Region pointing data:

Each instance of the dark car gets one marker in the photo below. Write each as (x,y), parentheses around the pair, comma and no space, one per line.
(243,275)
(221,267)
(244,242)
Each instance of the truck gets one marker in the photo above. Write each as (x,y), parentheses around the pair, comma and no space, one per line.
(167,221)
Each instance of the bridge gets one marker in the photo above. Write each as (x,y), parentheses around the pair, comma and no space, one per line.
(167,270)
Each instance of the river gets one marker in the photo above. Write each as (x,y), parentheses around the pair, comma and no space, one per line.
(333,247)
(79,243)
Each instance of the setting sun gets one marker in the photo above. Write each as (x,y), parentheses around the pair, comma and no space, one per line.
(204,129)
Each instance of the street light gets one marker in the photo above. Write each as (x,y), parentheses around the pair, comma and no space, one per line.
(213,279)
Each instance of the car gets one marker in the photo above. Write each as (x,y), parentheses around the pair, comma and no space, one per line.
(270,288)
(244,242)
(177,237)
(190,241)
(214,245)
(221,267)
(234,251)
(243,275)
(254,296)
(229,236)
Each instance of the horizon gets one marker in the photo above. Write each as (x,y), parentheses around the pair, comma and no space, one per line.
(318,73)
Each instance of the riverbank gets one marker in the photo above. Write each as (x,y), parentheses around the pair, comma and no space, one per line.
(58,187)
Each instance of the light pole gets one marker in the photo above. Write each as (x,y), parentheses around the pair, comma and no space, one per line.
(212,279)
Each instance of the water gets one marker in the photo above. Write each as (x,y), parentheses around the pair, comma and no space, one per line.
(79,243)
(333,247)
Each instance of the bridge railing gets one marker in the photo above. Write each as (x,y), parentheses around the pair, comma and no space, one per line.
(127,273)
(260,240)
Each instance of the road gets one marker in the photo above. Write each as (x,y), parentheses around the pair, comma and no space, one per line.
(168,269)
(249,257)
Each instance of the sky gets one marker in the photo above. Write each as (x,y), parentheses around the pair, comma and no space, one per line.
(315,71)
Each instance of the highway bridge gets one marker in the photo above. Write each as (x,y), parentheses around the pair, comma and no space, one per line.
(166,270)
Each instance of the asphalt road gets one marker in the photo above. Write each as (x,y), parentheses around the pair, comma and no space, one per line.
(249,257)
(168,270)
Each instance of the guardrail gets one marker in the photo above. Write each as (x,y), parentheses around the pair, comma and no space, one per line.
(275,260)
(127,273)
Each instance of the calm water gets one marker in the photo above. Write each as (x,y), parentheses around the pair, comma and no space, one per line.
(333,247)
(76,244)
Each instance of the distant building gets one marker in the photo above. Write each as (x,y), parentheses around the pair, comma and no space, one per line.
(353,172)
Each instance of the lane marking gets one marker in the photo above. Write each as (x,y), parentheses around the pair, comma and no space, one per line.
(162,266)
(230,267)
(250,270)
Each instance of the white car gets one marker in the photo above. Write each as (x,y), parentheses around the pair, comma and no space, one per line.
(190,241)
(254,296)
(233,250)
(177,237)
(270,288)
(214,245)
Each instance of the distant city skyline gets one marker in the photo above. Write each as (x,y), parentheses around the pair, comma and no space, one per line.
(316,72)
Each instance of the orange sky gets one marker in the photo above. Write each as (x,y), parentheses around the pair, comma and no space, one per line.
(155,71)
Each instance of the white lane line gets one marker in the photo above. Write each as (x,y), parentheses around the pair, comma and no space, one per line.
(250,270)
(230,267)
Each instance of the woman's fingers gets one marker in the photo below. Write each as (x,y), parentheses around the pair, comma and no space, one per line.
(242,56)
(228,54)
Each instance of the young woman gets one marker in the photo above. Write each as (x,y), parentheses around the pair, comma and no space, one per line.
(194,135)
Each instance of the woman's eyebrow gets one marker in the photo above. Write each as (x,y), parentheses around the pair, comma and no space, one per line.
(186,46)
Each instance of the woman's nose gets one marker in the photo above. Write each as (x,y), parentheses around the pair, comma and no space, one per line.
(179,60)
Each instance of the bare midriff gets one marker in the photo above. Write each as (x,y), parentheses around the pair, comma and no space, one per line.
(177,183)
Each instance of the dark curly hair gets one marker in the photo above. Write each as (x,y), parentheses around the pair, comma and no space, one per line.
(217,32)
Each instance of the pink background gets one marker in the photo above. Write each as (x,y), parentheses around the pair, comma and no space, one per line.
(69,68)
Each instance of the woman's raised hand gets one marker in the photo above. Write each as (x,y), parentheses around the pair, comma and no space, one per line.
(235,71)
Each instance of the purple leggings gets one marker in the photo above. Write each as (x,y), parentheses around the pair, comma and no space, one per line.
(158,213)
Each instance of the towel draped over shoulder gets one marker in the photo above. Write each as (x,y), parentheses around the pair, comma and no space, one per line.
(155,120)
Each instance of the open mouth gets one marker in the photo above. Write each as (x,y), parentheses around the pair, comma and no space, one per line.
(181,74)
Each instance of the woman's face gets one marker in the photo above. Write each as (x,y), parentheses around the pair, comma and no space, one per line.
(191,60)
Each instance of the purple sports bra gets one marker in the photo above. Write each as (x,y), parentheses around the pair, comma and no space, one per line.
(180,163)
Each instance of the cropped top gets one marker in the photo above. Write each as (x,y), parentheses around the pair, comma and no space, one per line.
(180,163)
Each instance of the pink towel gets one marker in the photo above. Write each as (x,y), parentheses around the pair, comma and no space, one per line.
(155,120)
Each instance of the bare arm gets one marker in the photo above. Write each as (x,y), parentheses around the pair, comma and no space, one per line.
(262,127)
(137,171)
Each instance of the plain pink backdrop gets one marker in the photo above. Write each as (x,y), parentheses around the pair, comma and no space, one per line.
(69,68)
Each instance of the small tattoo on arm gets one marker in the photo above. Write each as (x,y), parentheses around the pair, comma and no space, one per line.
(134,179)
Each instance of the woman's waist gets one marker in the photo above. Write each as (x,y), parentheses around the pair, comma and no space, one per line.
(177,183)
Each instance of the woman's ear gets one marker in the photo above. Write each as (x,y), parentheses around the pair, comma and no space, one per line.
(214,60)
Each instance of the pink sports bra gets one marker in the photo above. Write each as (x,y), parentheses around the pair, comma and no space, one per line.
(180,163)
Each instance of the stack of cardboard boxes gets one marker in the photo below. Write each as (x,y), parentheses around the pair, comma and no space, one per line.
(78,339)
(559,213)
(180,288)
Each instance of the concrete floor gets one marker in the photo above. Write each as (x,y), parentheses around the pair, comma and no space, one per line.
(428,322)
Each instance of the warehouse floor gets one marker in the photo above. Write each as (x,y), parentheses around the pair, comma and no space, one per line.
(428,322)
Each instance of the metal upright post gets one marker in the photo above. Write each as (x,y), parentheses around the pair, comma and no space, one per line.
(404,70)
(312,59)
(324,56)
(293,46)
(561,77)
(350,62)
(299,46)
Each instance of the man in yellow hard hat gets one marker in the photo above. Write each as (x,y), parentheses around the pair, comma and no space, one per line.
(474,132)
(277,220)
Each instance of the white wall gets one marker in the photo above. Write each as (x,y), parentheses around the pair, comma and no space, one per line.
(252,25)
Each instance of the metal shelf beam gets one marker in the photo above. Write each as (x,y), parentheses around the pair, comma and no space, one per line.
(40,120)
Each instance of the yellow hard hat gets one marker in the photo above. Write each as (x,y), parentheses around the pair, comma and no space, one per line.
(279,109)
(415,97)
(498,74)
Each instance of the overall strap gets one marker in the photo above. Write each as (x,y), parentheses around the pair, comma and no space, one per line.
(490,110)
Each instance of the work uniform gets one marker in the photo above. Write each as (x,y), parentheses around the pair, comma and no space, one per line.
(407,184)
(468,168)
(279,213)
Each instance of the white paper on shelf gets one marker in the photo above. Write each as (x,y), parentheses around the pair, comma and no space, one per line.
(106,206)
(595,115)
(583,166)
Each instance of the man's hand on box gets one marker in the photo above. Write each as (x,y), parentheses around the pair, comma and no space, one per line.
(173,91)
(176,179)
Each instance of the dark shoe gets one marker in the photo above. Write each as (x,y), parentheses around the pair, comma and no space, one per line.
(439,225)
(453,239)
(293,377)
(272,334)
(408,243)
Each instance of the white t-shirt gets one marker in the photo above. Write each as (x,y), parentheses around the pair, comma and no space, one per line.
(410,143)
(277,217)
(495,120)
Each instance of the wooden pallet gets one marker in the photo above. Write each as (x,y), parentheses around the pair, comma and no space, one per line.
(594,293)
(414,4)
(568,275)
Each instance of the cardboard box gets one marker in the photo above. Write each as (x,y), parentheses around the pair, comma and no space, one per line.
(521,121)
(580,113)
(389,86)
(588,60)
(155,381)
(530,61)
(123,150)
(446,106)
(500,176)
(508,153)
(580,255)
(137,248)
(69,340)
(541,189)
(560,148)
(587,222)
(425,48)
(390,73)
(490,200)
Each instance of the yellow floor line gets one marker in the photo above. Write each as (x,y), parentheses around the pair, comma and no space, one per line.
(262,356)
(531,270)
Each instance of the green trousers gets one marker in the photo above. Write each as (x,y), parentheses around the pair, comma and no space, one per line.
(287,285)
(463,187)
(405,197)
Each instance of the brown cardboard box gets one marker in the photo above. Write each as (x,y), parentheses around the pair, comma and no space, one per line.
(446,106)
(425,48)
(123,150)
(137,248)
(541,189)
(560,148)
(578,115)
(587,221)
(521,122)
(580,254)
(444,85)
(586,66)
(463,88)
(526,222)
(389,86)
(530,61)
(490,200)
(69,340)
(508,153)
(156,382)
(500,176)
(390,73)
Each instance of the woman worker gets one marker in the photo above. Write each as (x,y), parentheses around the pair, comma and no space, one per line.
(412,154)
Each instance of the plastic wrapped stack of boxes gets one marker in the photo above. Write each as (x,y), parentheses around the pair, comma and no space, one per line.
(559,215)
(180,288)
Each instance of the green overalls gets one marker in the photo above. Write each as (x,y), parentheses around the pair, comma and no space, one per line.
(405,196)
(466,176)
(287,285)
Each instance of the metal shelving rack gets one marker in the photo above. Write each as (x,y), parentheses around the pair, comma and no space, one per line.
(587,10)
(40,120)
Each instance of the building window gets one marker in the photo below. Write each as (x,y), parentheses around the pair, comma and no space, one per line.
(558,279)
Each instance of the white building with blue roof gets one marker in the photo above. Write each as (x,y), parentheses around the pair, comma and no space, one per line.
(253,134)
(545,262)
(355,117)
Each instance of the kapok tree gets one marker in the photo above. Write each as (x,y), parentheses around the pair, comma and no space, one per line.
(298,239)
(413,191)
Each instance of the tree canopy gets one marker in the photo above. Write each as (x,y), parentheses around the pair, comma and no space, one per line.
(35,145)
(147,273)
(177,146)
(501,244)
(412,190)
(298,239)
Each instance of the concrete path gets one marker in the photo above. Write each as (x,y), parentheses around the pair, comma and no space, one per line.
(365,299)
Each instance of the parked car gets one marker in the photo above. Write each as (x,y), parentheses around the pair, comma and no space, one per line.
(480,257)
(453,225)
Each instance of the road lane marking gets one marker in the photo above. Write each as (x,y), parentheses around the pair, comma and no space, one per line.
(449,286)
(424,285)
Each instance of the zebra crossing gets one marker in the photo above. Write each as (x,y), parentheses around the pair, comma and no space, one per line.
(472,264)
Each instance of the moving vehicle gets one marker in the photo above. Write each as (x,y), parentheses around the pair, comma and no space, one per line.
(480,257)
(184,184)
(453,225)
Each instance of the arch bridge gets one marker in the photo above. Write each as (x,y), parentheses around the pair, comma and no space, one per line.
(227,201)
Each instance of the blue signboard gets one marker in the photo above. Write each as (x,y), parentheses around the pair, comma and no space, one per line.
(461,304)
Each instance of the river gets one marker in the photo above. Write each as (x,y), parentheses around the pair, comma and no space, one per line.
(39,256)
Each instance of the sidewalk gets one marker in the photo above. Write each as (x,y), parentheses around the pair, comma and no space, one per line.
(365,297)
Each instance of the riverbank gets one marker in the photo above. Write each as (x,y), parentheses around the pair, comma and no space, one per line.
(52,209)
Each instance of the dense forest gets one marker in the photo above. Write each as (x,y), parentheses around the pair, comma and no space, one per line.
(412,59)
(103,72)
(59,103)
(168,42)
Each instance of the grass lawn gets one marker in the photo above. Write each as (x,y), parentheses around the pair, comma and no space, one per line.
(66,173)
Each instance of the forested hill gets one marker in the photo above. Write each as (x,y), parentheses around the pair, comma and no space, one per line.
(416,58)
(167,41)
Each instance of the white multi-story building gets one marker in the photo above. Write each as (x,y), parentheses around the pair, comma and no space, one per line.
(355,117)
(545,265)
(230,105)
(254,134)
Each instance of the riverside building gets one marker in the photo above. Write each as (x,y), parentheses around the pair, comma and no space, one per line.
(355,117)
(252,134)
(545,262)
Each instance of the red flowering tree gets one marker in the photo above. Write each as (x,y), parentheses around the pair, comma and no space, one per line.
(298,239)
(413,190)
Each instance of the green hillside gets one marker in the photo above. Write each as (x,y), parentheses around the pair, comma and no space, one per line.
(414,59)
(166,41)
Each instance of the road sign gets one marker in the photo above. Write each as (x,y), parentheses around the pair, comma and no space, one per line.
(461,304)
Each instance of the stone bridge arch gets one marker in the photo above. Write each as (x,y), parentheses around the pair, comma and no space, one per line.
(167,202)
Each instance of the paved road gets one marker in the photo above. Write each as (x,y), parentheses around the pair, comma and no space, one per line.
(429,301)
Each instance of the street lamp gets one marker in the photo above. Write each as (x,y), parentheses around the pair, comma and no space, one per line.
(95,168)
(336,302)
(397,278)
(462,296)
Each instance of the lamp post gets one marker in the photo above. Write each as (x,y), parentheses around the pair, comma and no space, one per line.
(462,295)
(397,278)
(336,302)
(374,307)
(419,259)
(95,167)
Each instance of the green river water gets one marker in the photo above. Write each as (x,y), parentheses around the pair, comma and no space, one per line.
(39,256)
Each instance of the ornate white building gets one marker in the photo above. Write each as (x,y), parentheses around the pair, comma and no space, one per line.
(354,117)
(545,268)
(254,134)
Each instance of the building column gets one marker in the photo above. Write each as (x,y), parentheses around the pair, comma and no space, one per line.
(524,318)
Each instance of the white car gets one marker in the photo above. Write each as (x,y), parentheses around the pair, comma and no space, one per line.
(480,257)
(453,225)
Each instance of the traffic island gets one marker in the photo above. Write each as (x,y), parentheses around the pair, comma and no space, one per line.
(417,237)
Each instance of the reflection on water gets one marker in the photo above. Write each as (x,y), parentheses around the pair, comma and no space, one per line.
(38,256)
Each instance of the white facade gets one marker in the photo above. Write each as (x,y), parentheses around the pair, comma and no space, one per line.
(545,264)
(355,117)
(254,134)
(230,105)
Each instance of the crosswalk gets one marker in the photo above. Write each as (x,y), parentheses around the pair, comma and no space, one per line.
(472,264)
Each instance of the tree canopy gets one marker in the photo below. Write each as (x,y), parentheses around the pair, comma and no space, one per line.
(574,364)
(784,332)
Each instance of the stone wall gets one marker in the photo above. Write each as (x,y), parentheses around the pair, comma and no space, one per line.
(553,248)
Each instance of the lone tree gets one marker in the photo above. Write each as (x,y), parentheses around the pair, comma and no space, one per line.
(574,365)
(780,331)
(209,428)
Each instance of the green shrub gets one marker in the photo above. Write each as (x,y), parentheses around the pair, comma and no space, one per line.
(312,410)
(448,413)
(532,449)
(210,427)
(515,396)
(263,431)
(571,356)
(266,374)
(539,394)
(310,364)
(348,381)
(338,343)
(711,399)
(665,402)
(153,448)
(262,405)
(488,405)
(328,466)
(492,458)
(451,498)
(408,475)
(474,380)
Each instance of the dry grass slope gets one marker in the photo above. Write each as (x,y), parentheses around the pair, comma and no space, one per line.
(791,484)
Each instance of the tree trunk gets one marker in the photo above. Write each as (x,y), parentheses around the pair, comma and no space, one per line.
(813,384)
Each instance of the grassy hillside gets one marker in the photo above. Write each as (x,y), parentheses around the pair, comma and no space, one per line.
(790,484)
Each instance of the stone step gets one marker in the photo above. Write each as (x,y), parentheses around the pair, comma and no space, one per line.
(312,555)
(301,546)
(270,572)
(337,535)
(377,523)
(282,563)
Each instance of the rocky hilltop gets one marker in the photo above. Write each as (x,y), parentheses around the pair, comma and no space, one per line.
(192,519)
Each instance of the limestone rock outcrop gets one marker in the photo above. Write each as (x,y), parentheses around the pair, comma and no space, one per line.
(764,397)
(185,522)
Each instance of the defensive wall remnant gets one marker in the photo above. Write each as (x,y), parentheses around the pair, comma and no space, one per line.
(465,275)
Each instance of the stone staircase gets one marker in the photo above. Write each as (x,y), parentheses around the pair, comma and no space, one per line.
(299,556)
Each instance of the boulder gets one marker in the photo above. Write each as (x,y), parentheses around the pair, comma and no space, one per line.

_EXERCISE_:
Find the line containing "Each instance of the stone step", then output it and every line after it to the end of the data, exactly.

_RESULT OF THE EXERCISE_:
Each instance of the stone step gets one marker in the photo above. Write each as (x,y), parentheses around the pair, comma and no space, one per line.
(312,555)
(301,546)
(270,572)
(337,535)
(377,523)
(282,563)
Each instance of the rocky hilltop gets one marker in the photo above. Write each as (x,y), parentheses around the pair, comma and no space, one per line.
(192,519)
Each instance of the limestone rock outcrop gets one marker in the photo above. Write each as (x,y), parentheses around the pair, comma and no space, one per line.
(764,397)
(185,522)
Each instance of the defensive wall remnant gets one marker in the photo above. Write each as (x,y), parentheses around the pair, comma and no space, one per line.
(465,275)
Each instance of the stone staircase gets one marker in the photo above. Write each as (x,y), parentheses around the pair, comma and no space, one per line.
(299,556)
Each instance of the boulder gets one marker in the photo above. Write each as (x,y), parentheses around the pair, comma and no space, one per line.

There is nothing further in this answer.